-- Start of EXCERPTED PASSAGE --

This study examines the causal impact of compensation payments for indirect carbon costs on UK manufacturing plants. It offers new, robust evidence that the compensation is effective in discouraging industrial displacement and carbon leakage from electro-intensive industry. At the same time, the authors find that, as expected, output-based compensation provisions for carbon- and energy-intensive industries weaken incentives for compensated companies to reduce their output and hence their overall energy consumption.

The compensation scheme enables compensated producers, for example in the steel, chemicals, paper and aluminum sectors, to keep producing electro-intensive goods. In the years following the introduction of the compensation scheme, compensated firms increased production by between 16% and 30%, and electricity use and carbon emissions by between 22% and 24%, relative to firms that didn’t receive the compensation. Further, the authors find that compensation has no significant effect on energy intensity.

While mitigating negative impacts on carbon leakage and competitiveness, the compensation has a number of downsides. By allowing electro-intensive producers to keep emitting CO2 to meet overall emission reduction goals, other producers need to work harder to reduce their emissions, though it may be more expensive for them to do so. This increases the societal costs of meeting national emission reduction targets. Using auction revenue to compensate electro-intensive companies lowers their leakage risk, but it also implies that a smaller amount of public funds can be earmarked to support low-carbon activities and investments.

 Key points for decision-makers

  • Carbon pricing through the EU and UK ETS as well as the UK Carbon Price Support (CPS) increases electricity prices. Compensation schemes for these indirect emission costs for electro-intensive manufacturers work insofar as production displacement and carbon leakage are discouraged.

-- End of EXCERPTED PASSAGE --
-- Start of TASK INPUT --

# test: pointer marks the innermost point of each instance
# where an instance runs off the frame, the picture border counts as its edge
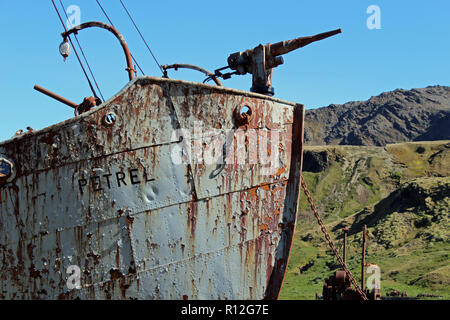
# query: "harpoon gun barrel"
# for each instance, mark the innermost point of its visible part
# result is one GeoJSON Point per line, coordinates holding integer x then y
{"type": "Point", "coordinates": [284, 47]}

-- End of TASK INPUT --

* **WORK TO COMPLETE**:
[1] Reproduce the rows above word for word, leaving out the pictures.
[2] Write the next part of the passage on compensating UK manufacturers for indirect carbon costs, picking up after its final sentence.

* **RESULTS BY TASK**:
[1]
# test: pointer marks the innermost point of each instance
# where an instance runs off the frame, the picture border counts as its edge
# query: "harpoon gun barrel"
# for each instance, mark the innermost point of its visible part
# result is one GeoJSON Point per line, coordinates holding integer x then y
{"type": "Point", "coordinates": [284, 47]}

[2]
  • Simultaneously, the known downsides of preventing leakage through output-based compensation have also materialised. The compensation scheme creates perverse incentives on the supply side to artificially inflate output, resulting in higher emissions compared with a scenario without compensation.
  • Output-based compensation for indirect carbon costs means that compensated firms refrain from passing forward the full CO2 cost to product prices. As a result, incentives along the production and consumption chain to switch away from energy-intensive goods are dampened. This suggests the need for supplementary consumption-based measures to encourage mitigation through demand-side substitution.
  • Compensation had no statistically significant effect on employment or productivity, suggesting that increased electricity prices due to carbon pricing have not led to the displacement of workers in electro-intensive sectors and have not hampered technological improvements in terms of increased energy efficiency.
  • Compensation to electro-intensive sectors increases the overall compliance cost of meeting mitigation goals, as the mitigation burden shifts towards sectors with relatively lower energy intensity.
  • Using ETS auction revenue to compensate energy-intensive companies for indirect carbon costs comes as a trade-off with other climate-related investments or redistributing climate policy costs to the public through alternative revenue recycling schemes (such as lump sum transfers), which could contribute to enhancing the public acceptability of carbon pricing schemes.